> Исходный текст:
────────

Особый интерес вызвала речь, прочитанная Николаем II группе дворян о возможности освободить крепостных, превратив их в арендаторов. Не было понятно, как это может сработать, но то, что царь об этом хотя бы задумался, уже было огромным шагом. Из всех обсуждавшихся вопросов более других заботило Федора освобождение крестьян. Строго говоря, он сам мог считаться землевладельцем, но многие из самых теплых его воспоминаний детства были связаны с Даровым, общением с крепостными и играми с их детьми. Однажды он пробежал две версты за стаканом воды для крестьянского ребенка, пока его мать работала в поле. Сама идея владения людьми как имуществом казалась Федору безнравственной.
Возможность освобождения крестьян уже какое-то время обсуждалась в либеральном обществе – любимая тема для разговоров, когда все остальные были исчерпаны. Но однажды утром ранней весной 1848 года социалистические идеи приняли резкий оборот. На Невском проспекте люди вырывали газеты друг у друга из рук, волна потрясения расходилась по улице: восстание в Италии. Казалось, что реформы Пия IX спровоцировали мятежи в Милане, Венеции и Неаполе. Вскоре пришли сообщения о революциях в Берлине и Вене. И внезапно царь замолк по крестьянскому вопросу.
В этой лихорадочной атмосфере собрания Петрашевского стали привлекать новых людей. Федор привел своего двадцатилетнего друга Головинского. Петрашевский пригласил коллегу из Министерства иностранных дел, Антонелли. Тот был типичным либералом, сыном художника, как и Майков, и имел привычку вклиниваться в любой разговор, критикующий правительство или церковь.
Еще был Николай Александрович Спешнев, только-только вернувшийся из Европы. По слухам, он участвовал добровольцем в гражданской войне против католиков в Швейцарии.

────────

> Фрагменты материала:
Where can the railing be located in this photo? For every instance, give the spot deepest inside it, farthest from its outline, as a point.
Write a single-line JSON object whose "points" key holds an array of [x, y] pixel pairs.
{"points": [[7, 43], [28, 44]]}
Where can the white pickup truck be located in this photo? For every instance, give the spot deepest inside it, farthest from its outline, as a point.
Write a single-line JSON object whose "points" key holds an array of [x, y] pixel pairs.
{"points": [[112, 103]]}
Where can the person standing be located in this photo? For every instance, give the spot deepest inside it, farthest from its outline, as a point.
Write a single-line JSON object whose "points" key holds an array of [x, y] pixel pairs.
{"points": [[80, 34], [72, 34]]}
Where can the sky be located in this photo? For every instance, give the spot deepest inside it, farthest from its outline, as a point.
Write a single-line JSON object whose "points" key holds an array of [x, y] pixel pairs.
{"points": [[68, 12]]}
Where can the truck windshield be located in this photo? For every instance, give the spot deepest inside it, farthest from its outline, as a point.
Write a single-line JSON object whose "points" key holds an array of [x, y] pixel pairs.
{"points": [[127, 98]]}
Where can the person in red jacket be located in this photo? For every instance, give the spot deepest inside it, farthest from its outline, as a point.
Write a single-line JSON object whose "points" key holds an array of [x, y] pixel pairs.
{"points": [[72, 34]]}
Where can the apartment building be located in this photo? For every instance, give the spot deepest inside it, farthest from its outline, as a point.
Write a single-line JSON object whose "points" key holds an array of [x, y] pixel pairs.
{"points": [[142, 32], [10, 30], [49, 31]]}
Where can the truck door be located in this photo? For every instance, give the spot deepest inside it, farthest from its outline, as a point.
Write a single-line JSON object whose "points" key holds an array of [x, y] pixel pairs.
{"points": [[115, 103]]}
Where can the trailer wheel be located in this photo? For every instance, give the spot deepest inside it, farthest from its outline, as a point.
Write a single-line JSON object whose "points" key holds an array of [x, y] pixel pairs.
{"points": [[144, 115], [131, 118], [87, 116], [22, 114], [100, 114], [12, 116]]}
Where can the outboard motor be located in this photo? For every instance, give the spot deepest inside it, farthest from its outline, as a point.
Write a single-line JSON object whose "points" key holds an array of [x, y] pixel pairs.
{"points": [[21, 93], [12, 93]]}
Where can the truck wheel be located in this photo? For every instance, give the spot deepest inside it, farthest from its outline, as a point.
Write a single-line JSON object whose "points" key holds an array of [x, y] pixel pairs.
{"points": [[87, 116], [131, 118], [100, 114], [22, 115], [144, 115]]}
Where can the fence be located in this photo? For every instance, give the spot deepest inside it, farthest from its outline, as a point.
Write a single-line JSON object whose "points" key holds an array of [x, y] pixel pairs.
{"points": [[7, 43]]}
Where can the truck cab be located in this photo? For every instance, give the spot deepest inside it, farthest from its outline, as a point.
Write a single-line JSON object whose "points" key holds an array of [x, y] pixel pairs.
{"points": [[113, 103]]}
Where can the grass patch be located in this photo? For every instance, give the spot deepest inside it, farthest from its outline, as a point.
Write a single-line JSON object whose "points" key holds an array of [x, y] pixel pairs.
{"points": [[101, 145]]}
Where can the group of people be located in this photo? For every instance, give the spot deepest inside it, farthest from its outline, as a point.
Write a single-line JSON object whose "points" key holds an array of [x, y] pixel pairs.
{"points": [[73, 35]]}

────────

> Задания:
**1)** Выпишите из исходного текста отрывок между словами «Особый интерес вызвала» и «казалась Федору безнравственной.» включительно.
**2)** Ответьте по исходному тексту:
(a) Какое расстояние пробежал Федор за стаканом воды для крестьянского ребенка?
(b) В каких городах, как казалось, реформы Пия IX спровоцировали мятежи?
(c) Откуда только-только вернулся Николай Александрович Спешнев?

> Ответы к заданиям:
**1)**
Особый интерес вызвала речь, прочитанная Николаем II группе дворян о возможности освободить крепостных, превратив их в арендаторов. Не было понятно, как это может сработать, но то, что царь об этом хотя бы задумался, уже было огромным шагом. Из всех обсуждавшихся вопросов более других заботило Федора освобождение крестьян. Строго говоря, он сам мог считаться землевладельцем, но многие из самых теплых его воспоминаний детства были связаны с Даровым, общением с крепостными и играми с их детьми. Однажды он пробежал две версты за стаканом воды для крестьянского ребенка, пока его мать работала в поле. Сама идея владения людьми как имуществом казалась Федору безнравственной.

**2)**
(a) Две версты.
(b) В Милане, Венеции и Неаполе.
(c) Из Европы.